- **WORK TO DO**
Word for word, transcribe the lines from the one containing "point like [99,144]." through the end of the entries, both included, and nothing else.

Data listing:
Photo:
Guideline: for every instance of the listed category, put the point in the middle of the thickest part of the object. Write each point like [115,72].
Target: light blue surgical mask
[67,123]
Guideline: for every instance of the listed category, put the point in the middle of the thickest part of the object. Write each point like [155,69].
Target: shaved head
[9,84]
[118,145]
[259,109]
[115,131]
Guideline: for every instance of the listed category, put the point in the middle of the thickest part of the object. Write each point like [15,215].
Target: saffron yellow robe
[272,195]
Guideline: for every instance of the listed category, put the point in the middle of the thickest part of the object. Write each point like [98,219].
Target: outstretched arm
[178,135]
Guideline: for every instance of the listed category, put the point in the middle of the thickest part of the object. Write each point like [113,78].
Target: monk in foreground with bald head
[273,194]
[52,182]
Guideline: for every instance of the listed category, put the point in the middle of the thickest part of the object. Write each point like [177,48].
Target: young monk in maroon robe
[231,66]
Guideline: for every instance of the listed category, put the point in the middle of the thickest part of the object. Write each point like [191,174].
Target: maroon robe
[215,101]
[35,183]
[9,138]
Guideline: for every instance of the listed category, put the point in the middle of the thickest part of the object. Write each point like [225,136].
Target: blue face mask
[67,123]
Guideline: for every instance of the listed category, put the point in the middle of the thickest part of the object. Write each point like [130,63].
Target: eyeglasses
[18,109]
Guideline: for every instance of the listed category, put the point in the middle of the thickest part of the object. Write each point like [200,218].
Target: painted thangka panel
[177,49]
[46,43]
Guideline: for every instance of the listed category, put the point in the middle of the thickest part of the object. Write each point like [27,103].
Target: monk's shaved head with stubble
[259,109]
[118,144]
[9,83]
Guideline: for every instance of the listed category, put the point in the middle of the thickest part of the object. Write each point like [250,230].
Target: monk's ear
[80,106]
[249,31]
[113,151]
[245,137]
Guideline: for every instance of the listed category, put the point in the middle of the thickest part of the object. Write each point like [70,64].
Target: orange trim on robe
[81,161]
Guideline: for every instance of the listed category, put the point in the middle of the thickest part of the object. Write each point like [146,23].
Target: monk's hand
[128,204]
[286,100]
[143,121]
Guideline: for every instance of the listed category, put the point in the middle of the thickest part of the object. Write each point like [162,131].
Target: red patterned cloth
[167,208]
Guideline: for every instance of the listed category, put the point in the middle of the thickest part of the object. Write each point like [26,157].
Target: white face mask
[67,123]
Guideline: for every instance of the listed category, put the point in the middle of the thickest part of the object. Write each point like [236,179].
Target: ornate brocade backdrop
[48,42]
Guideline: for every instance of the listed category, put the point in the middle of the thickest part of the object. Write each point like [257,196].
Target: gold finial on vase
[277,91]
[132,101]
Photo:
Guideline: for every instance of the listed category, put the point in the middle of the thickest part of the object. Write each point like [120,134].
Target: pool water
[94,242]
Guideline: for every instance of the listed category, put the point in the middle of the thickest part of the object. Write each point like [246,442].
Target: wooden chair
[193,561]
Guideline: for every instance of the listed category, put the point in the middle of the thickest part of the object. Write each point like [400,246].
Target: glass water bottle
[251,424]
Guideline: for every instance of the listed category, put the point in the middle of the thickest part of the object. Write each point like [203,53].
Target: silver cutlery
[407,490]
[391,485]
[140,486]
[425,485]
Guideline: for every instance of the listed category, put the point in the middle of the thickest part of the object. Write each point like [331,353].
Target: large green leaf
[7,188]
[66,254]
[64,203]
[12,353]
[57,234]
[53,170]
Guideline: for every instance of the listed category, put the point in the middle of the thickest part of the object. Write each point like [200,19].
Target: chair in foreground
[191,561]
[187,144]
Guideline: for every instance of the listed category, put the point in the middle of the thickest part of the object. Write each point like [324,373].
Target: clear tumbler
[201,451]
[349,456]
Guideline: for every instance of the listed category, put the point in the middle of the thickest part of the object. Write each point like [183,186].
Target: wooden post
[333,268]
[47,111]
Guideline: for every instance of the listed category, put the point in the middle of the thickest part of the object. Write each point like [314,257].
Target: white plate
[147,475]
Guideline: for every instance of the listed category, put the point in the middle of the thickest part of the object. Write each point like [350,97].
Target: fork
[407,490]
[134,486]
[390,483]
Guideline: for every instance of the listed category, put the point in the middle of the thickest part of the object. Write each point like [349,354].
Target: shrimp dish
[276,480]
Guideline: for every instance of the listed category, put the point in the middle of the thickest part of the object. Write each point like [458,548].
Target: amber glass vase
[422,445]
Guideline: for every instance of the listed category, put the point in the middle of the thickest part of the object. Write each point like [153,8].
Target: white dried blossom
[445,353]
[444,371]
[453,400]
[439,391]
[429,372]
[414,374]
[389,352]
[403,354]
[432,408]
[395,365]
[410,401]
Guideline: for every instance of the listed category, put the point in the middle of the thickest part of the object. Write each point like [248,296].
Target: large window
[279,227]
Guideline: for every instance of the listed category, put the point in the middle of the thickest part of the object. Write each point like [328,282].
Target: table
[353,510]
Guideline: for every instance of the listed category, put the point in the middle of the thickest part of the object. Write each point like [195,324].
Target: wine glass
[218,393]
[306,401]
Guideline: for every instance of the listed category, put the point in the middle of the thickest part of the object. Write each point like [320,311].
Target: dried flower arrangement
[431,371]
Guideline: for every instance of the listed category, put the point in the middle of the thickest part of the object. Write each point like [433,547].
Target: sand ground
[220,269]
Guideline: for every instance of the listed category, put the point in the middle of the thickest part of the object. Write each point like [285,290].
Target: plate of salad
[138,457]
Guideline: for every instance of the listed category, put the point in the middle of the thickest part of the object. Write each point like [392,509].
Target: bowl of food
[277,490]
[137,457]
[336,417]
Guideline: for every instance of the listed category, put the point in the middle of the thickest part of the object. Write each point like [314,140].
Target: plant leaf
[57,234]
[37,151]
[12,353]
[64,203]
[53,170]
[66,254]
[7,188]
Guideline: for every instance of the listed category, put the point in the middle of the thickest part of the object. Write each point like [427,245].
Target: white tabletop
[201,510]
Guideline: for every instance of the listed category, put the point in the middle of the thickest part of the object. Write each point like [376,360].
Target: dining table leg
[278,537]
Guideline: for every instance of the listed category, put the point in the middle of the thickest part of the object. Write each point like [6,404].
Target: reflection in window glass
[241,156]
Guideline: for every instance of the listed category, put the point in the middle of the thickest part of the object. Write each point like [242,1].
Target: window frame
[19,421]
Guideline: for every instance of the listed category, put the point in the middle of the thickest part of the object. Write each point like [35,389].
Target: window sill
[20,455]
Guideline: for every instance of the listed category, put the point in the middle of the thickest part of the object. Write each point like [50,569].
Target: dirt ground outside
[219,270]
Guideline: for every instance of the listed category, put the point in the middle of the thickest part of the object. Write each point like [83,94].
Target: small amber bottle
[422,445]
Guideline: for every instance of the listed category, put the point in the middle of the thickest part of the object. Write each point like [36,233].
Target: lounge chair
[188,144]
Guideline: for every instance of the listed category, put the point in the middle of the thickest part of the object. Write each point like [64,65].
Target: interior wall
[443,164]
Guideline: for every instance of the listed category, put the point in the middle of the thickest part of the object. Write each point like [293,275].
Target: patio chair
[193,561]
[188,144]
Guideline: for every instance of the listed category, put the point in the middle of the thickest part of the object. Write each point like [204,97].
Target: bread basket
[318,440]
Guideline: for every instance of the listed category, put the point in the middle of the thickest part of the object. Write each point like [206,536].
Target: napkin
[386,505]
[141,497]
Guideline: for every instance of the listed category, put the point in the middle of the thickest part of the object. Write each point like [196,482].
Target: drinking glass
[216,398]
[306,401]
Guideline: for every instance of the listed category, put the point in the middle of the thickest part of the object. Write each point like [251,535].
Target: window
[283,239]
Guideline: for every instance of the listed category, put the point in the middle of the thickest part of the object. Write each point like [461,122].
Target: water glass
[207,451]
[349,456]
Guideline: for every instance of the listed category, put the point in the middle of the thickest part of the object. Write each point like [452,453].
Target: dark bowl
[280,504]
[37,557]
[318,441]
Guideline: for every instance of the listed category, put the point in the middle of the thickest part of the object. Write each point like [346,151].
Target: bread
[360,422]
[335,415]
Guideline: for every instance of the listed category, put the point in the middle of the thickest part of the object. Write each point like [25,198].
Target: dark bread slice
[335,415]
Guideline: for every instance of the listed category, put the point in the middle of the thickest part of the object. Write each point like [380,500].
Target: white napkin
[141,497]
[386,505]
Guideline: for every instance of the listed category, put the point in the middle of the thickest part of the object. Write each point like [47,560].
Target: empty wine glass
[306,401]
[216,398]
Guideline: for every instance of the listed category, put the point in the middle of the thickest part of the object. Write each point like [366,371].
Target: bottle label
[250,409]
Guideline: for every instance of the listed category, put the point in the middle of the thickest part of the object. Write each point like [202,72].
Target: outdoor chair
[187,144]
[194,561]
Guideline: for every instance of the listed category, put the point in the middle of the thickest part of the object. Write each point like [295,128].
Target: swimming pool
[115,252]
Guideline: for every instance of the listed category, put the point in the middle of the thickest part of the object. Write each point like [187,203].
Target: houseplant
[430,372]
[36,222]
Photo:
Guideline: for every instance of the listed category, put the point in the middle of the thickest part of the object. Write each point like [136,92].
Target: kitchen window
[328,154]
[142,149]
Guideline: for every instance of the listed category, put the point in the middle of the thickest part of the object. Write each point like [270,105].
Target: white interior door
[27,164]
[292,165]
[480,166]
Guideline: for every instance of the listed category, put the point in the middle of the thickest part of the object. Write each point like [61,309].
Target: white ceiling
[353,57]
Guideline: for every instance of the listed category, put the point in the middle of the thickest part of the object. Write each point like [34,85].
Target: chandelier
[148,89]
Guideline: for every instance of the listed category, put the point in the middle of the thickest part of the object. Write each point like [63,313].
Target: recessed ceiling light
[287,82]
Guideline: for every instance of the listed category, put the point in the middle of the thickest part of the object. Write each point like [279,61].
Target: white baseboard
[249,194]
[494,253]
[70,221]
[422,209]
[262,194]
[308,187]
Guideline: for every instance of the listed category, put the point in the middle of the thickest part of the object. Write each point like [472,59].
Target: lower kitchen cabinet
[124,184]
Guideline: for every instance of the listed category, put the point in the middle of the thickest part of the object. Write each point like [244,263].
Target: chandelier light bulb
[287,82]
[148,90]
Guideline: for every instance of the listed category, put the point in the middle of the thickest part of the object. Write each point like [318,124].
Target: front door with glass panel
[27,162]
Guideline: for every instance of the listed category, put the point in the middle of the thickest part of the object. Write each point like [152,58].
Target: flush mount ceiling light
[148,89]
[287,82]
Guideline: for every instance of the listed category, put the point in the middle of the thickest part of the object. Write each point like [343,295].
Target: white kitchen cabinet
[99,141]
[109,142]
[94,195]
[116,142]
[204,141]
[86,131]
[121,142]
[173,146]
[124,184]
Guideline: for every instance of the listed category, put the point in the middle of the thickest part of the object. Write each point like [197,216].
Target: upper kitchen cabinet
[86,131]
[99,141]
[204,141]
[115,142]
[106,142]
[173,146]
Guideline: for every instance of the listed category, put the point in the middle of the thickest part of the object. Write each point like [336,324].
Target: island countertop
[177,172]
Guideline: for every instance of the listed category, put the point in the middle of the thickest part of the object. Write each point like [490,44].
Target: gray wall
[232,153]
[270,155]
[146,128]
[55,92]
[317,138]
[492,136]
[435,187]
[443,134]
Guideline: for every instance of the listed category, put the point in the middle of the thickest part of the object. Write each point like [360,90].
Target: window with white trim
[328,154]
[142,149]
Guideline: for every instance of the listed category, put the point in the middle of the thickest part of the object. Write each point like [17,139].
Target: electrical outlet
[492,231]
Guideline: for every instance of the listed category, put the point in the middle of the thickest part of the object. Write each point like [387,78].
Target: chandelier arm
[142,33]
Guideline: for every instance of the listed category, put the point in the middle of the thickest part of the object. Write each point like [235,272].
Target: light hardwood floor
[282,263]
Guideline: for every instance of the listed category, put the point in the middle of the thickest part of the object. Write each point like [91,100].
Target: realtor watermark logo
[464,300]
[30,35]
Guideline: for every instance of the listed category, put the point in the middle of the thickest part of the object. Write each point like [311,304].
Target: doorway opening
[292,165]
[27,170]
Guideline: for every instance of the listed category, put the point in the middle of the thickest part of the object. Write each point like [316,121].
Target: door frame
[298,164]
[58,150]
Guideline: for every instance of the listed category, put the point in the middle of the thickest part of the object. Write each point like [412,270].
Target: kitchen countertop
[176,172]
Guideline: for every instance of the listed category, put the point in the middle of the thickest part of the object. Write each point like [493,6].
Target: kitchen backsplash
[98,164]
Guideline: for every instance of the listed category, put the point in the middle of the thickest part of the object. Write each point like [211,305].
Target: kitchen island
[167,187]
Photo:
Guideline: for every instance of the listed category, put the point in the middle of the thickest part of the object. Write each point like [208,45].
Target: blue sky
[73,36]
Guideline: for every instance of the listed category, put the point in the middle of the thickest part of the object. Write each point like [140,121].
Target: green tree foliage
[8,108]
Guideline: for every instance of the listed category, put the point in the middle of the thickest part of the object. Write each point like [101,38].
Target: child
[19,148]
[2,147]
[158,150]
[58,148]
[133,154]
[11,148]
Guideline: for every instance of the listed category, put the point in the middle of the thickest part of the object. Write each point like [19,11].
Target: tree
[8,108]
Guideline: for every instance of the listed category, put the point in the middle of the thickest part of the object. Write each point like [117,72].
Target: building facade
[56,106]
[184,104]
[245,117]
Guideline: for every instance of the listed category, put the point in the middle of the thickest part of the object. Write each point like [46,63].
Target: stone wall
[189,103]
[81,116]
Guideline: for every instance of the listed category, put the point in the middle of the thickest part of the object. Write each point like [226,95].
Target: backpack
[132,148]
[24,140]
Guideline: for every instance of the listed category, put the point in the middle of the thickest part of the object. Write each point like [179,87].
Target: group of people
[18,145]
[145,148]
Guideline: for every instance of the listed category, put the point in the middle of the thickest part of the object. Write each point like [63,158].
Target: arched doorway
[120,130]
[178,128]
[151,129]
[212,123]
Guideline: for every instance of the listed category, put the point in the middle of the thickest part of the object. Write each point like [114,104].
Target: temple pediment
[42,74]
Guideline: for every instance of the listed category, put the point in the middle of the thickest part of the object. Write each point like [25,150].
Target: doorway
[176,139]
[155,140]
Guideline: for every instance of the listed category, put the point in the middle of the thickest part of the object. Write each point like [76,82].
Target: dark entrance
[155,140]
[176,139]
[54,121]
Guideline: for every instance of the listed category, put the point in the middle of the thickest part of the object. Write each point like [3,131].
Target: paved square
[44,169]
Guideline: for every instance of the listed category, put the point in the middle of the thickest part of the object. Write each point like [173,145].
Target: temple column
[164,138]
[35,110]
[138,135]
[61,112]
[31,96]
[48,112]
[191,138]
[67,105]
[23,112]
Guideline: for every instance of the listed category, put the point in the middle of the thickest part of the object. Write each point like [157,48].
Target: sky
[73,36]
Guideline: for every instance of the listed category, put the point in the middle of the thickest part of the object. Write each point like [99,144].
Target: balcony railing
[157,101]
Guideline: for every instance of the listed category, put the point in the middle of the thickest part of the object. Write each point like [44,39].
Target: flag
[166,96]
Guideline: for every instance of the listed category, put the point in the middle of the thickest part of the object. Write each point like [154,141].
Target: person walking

- **COMPLETE OUTPUT**
Guideline: for every instance of the listed category, put the point in the middle of the thickest part of the object. Write each point like [99,144].
Target: balcony railing
[157,101]
Guideline: for every instance of the listed category, put the point in the middle of the thickest part of the object. Write each point like [44,39].
Target: flag
[166,96]
Guideline: for every instance of the listed category, put the point in the middle of the thickest part of the object. Write each point like [154,141].
Target: person walking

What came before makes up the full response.